Start Extract to read

Dear Serial Readers,
I can hardly believe we've reached the end of this novel we began reading in March (and when I was in London and took the photo of the Thames)! I found this one of the most satisfying, if somewhat predictable (but not entirely so), of Dickens' novels. I'm eager for your reviews! Apologies for the length of this post--and there's so much I'm leaving out!
First, I was so intrigued by Josh's recollection that Shaw thought this novel was more "seditious" (the word Shaw used) than Marx's CAPITAL. Here's a link to an article a few years ago that mentions this: "Why Dickens is so relevant today..." Shaw was a great admirer of Marx, a Socialist, and member of the Fabian Society. What seems to me most startling and radical about Dickens' portrayal of financial speculation, greed, and the pervasive networks of capitalism is the sense of accountability or responsibility from so many different quarters. In this light, Arthur's recriminations over a wreckless investment (even if he did not act with the rank ruthlessness of Merdle), or his resolve to take consequences, suggests a model of shared responsibility; the same with Pancks, expressed through his noble, hilarious, and satisfying rant on Casby's Principle of the Squeeze in Bleeding Heart Yard. In other words, Dickens doesn't rest content with eliminating a few outlier criminal crooks, like Merdle or Rigaud, but shows how they're part of a huge network of characters who profit from others' losses: Casby, Mrs. Clennam, Flintwinch, and many more.
This shared responsibility seems a far cry even from today's response to financial crimes and misdemeanors, and a widespread refusal to see the vast interconnections between speculation, fraud, gains and losses. See Paul Krugman's recent op-ed where he notes the contradiction of the position that argues, on the one hand, that extending aid to the unemployed is unthinkable in this era of national deficits, and on the other hand, that reducing tax cuts for the rich is equally unthinkable.

End Extract to read

**Requirement 1:** In the post, whose recent op-ed are readers directed to?
The post has no connection to the listing that comes after it.

Start Dataset rows

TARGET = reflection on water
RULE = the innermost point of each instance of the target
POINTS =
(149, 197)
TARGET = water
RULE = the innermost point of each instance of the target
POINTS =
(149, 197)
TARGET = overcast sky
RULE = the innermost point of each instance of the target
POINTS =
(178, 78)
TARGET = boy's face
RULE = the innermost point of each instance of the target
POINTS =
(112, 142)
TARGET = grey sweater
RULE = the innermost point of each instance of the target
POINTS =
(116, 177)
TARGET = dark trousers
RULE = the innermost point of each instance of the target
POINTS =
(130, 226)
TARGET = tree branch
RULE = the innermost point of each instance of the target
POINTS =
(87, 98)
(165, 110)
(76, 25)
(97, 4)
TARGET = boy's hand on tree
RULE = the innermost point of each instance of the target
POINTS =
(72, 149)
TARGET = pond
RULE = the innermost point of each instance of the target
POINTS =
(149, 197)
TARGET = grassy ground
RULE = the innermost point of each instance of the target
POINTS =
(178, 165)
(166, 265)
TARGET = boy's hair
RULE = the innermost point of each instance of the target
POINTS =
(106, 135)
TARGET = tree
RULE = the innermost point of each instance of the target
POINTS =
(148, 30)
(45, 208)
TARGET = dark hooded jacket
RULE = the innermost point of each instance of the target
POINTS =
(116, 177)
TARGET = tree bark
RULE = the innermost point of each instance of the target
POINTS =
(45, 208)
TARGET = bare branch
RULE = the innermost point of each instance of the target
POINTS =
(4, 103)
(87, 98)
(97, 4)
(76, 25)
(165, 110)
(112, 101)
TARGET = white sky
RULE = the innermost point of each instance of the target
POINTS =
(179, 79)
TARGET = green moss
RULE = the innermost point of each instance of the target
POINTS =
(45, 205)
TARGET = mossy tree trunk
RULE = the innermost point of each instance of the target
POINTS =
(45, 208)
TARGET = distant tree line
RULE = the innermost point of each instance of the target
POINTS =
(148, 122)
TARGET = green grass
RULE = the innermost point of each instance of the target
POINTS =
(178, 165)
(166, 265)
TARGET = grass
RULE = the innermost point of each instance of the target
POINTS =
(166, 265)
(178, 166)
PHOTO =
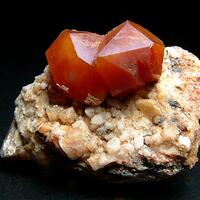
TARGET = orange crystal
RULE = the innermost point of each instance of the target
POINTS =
(70, 58)
(129, 57)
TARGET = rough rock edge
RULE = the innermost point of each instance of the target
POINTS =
(114, 172)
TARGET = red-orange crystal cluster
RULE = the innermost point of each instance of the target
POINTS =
(88, 66)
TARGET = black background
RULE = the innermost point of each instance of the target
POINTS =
(26, 32)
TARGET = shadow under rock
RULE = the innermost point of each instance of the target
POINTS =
(57, 182)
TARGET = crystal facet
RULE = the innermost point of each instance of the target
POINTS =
(70, 58)
(129, 57)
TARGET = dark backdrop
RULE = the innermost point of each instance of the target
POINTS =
(26, 31)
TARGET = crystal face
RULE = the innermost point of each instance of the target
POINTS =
(87, 67)
(70, 58)
(129, 57)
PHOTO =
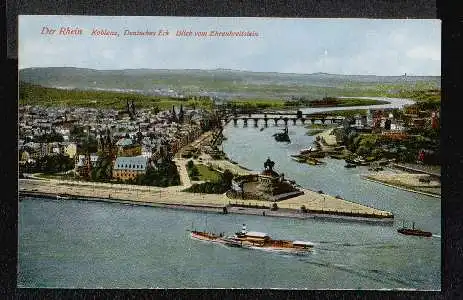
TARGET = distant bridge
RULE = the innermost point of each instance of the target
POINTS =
(282, 118)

End Dataset rows

**Requirement 2:** Transcribe the lines of the listing, starting at the line that contains "TARGET = distant tree line" and ending at the last line of the listing, with both ends included and the pictures left out.

**Final answer 1:** Paul Krugman's.

**Final answer 2:**
TARGET = distant tree line
RULE = the innermost point of each instance of the target
POINTS =
(148, 122)
TARGET = green grass
RULE = the innermost point of each instance of the target
POINTS =
(178, 165)
(166, 265)
TARGET = grass
RULE = the innermost point of each instance of the target
POINTS =
(166, 265)
(178, 166)
PHOTO =
TARGET = orange crystal
RULE = the innermost point of each instance of the target
POINTS =
(70, 58)
(129, 57)
TARGET = rough rock edge
RULE = the innermost point of each instance of the target
POINTS =
(114, 172)
TARGET = red-orange crystal cluster
RULE = the innermost point of each instance of the target
POINTS =
(88, 66)
TARGET = black background
RULE = the innermost point of each instance of the target
POINTS =
(26, 32)
TARGET = shadow under rock
RULE = the innermost point of each instance of the target
POINTS =
(57, 182)
TARGET = crystal facet
RULE = the innermost point of each instance of the target
POINTS =
(70, 58)
(129, 57)
TARGET = dark backdrop
RULE = the innermost point of each instance of the target
POINTS =
(26, 31)
TARGET = crystal face
RULE = the innermost point of each instance of the target
POINTS =
(87, 67)
(70, 58)
(129, 57)
PHOTO =
TARGET = distant bridge
RULE = the innermost point of each instance of the target
POINTS =
(282, 118)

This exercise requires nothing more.